WHAT TO DO: From the first line to the last, give the listing again exactly.

EXERCISE DATA:
.....

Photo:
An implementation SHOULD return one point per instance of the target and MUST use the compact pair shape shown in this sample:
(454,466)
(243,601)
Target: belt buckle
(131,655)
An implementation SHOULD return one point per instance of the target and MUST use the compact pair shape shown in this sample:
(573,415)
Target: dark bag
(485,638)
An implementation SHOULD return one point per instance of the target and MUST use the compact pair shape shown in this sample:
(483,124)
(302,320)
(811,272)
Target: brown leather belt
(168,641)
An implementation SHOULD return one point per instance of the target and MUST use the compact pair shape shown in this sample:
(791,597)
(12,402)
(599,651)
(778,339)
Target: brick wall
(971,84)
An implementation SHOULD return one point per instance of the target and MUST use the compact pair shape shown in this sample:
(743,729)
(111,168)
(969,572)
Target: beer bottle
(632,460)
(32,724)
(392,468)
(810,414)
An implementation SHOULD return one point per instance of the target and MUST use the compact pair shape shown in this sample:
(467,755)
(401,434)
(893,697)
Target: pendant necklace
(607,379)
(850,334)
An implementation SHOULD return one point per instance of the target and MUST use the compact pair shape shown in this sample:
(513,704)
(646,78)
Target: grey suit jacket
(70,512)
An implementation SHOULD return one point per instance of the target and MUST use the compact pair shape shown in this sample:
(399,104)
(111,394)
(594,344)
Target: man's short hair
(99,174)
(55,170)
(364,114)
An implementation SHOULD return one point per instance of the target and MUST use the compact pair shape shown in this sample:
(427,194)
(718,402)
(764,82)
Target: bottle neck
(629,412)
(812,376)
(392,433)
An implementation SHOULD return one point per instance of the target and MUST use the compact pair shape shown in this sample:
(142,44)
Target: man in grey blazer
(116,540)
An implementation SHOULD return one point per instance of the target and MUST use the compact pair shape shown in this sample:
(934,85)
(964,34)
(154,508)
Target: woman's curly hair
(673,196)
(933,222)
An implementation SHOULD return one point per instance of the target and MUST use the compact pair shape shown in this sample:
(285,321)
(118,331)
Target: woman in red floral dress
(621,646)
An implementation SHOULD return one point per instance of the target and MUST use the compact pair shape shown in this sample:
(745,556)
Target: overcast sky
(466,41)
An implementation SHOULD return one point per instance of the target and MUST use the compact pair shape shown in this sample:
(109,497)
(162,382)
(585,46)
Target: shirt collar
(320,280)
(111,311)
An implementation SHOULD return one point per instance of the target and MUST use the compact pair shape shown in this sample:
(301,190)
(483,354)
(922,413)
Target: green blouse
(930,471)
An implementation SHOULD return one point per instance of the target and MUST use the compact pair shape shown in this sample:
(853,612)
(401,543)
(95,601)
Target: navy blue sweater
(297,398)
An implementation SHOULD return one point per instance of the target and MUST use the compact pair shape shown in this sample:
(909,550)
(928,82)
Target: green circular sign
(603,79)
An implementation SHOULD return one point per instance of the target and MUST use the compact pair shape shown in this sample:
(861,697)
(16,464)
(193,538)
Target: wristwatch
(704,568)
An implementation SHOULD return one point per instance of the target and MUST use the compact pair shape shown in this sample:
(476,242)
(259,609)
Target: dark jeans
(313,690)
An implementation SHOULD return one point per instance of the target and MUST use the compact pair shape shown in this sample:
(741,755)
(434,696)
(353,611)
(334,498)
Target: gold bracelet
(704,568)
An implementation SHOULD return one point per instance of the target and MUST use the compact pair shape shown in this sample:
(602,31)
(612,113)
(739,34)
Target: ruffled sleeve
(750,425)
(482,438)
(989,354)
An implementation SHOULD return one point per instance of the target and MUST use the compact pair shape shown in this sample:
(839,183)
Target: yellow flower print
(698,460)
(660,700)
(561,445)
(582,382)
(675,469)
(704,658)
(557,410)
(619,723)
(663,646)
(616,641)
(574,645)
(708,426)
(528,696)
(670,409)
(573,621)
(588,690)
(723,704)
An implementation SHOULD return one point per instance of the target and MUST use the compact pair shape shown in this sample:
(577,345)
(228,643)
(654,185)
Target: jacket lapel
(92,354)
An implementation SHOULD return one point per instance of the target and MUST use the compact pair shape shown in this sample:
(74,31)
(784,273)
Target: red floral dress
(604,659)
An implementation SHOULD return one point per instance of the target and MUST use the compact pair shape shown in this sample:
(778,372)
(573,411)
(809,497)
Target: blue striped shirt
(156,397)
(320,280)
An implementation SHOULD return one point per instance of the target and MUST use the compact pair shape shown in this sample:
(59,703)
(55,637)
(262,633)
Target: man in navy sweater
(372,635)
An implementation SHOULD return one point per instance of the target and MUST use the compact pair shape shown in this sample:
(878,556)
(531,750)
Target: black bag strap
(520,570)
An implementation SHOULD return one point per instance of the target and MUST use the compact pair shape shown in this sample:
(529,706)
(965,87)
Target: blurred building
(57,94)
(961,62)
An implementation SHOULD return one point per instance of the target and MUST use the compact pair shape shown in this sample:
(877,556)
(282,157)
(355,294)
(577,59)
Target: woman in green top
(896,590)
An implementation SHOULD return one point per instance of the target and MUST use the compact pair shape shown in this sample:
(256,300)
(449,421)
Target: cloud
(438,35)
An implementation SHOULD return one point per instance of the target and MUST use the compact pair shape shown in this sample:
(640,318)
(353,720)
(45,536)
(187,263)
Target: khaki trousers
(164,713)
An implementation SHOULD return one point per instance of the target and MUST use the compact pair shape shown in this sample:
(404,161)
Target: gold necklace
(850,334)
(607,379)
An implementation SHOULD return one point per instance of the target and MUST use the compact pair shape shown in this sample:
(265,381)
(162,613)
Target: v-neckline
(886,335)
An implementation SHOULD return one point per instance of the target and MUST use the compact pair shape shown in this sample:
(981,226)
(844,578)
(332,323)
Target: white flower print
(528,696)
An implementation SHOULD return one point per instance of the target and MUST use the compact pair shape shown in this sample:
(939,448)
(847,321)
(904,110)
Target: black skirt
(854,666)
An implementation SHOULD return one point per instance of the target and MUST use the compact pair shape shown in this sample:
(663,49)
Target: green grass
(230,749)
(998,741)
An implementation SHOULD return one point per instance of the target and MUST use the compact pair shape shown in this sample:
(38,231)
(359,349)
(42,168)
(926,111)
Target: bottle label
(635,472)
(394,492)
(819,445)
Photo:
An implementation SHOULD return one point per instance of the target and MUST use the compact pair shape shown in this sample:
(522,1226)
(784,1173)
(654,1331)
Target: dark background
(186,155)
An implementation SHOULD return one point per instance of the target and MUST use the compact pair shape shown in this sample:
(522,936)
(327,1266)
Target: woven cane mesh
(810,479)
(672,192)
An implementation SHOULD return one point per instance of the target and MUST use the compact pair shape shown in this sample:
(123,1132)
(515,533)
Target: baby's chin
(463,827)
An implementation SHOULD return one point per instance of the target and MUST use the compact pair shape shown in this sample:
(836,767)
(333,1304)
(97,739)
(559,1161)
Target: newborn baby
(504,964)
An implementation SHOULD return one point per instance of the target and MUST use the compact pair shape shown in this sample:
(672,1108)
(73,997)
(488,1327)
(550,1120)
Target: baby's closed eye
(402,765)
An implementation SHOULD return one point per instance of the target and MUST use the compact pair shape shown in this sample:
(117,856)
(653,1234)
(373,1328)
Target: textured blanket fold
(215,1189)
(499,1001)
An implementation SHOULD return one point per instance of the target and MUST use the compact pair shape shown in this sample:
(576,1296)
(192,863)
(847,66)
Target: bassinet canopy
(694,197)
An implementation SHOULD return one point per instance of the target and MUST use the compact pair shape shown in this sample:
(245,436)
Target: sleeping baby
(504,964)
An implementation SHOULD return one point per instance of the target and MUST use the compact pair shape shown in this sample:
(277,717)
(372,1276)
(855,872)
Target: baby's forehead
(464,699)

.....

WORKED SOLUTION:
Photo:
An implementation SHOULD return one point per instance of the target and MUST use the compact pair shape shown in this sample:
(454,466)
(243,601)
Target: belt buckle
(131,655)
An implementation SHOULD return one point per instance of the target and MUST use the compact pair shape shown in this sample:
(573,415)
Target: dark bag
(485,638)
An implementation SHOULD return one point per instance of the target and MUST use the compact pair shape shown in this sample:
(483,124)
(302,320)
(811,272)
Target: brown leather belt
(168,641)
An implementation SHOULD return one point per instance of the target and MUST use the compact pair shape shown in this sample:
(791,597)
(12,402)
(599,651)
(778,339)
Target: brick wall
(971,84)
An implementation SHOULD return one point per instance of the target and MUST use the compact pair shape shown in this sample:
(743,729)
(111,168)
(969,572)
Target: beer bottle
(632,460)
(32,724)
(392,468)
(810,414)
An implementation SHOULD return one point per instance of the target and MUST use the compact pair shape shown in this sample:
(467,755)
(401,434)
(893,697)
Target: pendant necklace
(607,379)
(850,334)
An implementation SHOULD return one point per instance of the target and MUST use the compact pair shape shown in this sample:
(513,704)
(646,78)
Target: grey suit jacket
(70,512)
An implementation SHOULD return one point per instance of the target and MUST use the compact pair shape shown in this sample:
(399,104)
(111,394)
(594,344)
Target: man's short hair
(99,174)
(55,170)
(364,114)
An implementation SHOULD return one point per instance of the target and MUST use the compact pair shape shown in this sample:
(427,194)
(718,402)
(764,82)
Target: bottle neck
(629,412)
(812,376)
(392,433)
An implementation SHOULD return one point per instance of the target and MUST use the compact pair shape shown in this sample:
(142,44)
Target: man in grey blazer
(116,540)
An implementation SHOULD return one point per instance of the target and MUST use the compact pair shape shown in this sample:
(934,85)
(964,34)
(154,508)
Target: woman's curly hair
(673,196)
(933,222)
An implementation SHOULD return one point per instance of the target and MUST use the compact pair shape shown in this sample:
(285,321)
(118,331)
Target: woman in red floral dress
(621,646)
An implementation SHOULD return one point per instance of the target and MUST use the compact pair shape shown in this sample:
(745,556)
Target: overcast sky
(466,41)
An implementation SHOULD return one point per instance of the target and MUST use the compact pair shape shown in this sample:
(109,497)
(162,382)
(585,46)
Target: shirt collar
(320,280)
(111,311)
An implementation SHOULD return one point per instance of the target and MUST use the compact pair shape shown in this sample:
(301,190)
(483,354)
(922,413)
Target: green blouse
(930,471)
An implementation SHOULD return one point per instance of the target and MUST use the compact pair shape shown in this sample:
(853,612)
(401,543)
(95,601)
Target: navy blue sweater
(297,398)
An implementation SHOULD return one point per instance of the target and MUST use the compact pair shape shown in this sample:
(909,550)
(928,82)
Target: green circular sign
(603,79)
An implementation SHOULD return one point per instance of the target and MUST use the compact pair shape shown in this sample:
(861,697)
(16,464)
(193,538)
Target: wristwatch
(704,568)
An implementation SHOULD return one point per instance of the target and MUST use the compact pair shape shown in this sample:
(476,242)
(259,609)
Target: dark jeans
(313,690)
An implementation SHOULD return one point per instance of the target and MUST use the compact pair shape shown in this sample:
(741,755)
(434,696)
(353,611)
(334,498)
Target: gold bracelet
(704,568)
An implementation SHOULD return one point per instance of the target and MUST use the compact pair shape shown in this sample:
(602,31)
(612,113)
(739,34)
Target: ruffled sleeve
(750,425)
(482,438)
(989,354)
An implementation SHOULD return one point per instance of the target and MUST use the compact pair shape shown in this sample:
(839,183)
Target: yellow flower print
(698,460)
(660,700)
(561,445)
(582,382)
(675,469)
(704,658)
(557,410)
(619,723)
(663,646)
(616,641)
(574,645)
(708,426)
(528,696)
(670,409)
(573,621)
(588,690)
(723,704)
An implementation SHOULD return one point per instance of the target and MUST use the compact pair shape shown in this sample:
(577,345)
(228,643)
(654,185)
Target: jacket lapel
(92,354)
An implementation SHOULD return one point per instance of the target and MUST use the compact pair shape shown in this sample:
(74,31)
(784,273)
Target: red floral dress
(604,659)
An implementation SHOULD return one point per instance of the target and MUST use the compact pair shape shown in this sample:
(778,372)
(573,411)
(809,497)
Target: blue striped shirt
(156,397)
(320,280)
An implementation SHOULD return one point per instance of the target and MUST use the compact pair shape shown in this sample:
(59,703)
(55,637)
(262,633)
Target: man in navy sweater
(372,635)
An implementation SHOULD return one point per instance of the target and MUST use the compact pair shape shown in this sample:
(878,556)
(531,750)
Target: black bag strap
(520,570)
An implementation SHOULD return one point per instance of the target and MUST use the compact pair shape shown in this sample:
(529,706)
(965,87)
Target: blurred building
(57,94)
(961,62)
An implementation SHOULD return one point per instance of the target and MUST use the compact pair shape shown in this sample:
(877,556)
(282,157)
(355,294)
(577,59)
Target: woman in green top
(896,590)
An implementation SHOULD return one point per instance of the target and MUST use the compact pair shape shown in this sample:
(256,300)
(449,421)
Target: cloud
(438,35)
An implementation SHOULD return one point per instance of the target and MUST use the compact pair shape shown in this sample:
(640,318)
(353,720)
(45,536)
(187,263)
Target: khaki trousers
(164,713)
An implementation SHOULD return one point per instance of the target and MUST use the compact pair shape shown in this sample:
(404,161)
Target: gold necklace
(850,334)
(607,379)
An implementation SHOULD return one point per instance of the target and MUST use the compact pair shape shown in this sample:
(265,381)
(162,613)
Target: v-neckline
(886,335)
An implementation SHOULD return one point per instance of the target and MUST use the compact pair shape shown in this sample:
(981,226)
(844,578)
(332,323)
Target: white flower print
(528,696)
An implementation SHOULD return one point per instance of the target and MUST use the compact pair shape shown in this sample:
(939,448)
(847,321)
(904,110)
Target: black skirt
(854,666)
An implementation SHOULD return one point per instance of the target and MUST use the compact pair shape shown in this sample:
(663,49)
Target: green grass
(230,749)
(998,741)
An implementation SHOULD return one point per instance of the target and MUST use the compact pair shape shown in this sample:
(38,231)
(359,349)
(42,168)
(926,111)
Target: bottle label
(635,472)
(394,492)
(819,445)
Photo:
An implementation SHOULD return one point per instance of the target and MUST use the compact pair shape shown in this sample:
(522,1226)
(784,1173)
(654,1331)
Target: dark background
(186,155)
An implementation SHOULD return one point per instance of the target and MUST use the compact pair shape shown in this sample:
(522,936)
(327,1266)
Target: woven cane mesh
(810,479)
(672,192)
An implementation SHOULD return one point per instance of the target and MUST use the compact pair shape shown in this sample:
(123,1132)
(515,533)
Target: baby's chin
(463,827)
An implementation SHOULD return one point per instance of the target and MUST use the compact pair shape shown in this sample:
(836,767)
(333,1304)
(97,739)
(559,1161)
Target: newborn baby
(504,964)
An implementation SHOULD return one point per instance of the target and MUST use the compact pair shape shown in this sample:
(672,1108)
(73,997)
(488,1327)
(550,1120)
Target: baby's closed eye
(402,765)
An implementation SHOULD return one point per instance of the target and MUST use the compact pair shape shown in this sample:
(117,856)
(653,1234)
(373,1328)
Target: textured blanket fold
(215,1189)
(499,1001)
An implementation SHOULD return one point per instance of the target and MUST use the compact pair shape shown in this sample:
(576,1296)
(192,863)
(847,66)
Target: bassinet canopy
(694,197)
An implementation SHOULD return one point per instance of the target and MUST use the compact pair shape shown in this sample:
(245,436)
Target: sleeping baby
(504,964)
An implementation SHOULD return one point per instance of the target and MUST use the compact pair shape shown in this sample:
(277,717)
(372,1276)
(855,872)
Target: baby's forehead
(464,699)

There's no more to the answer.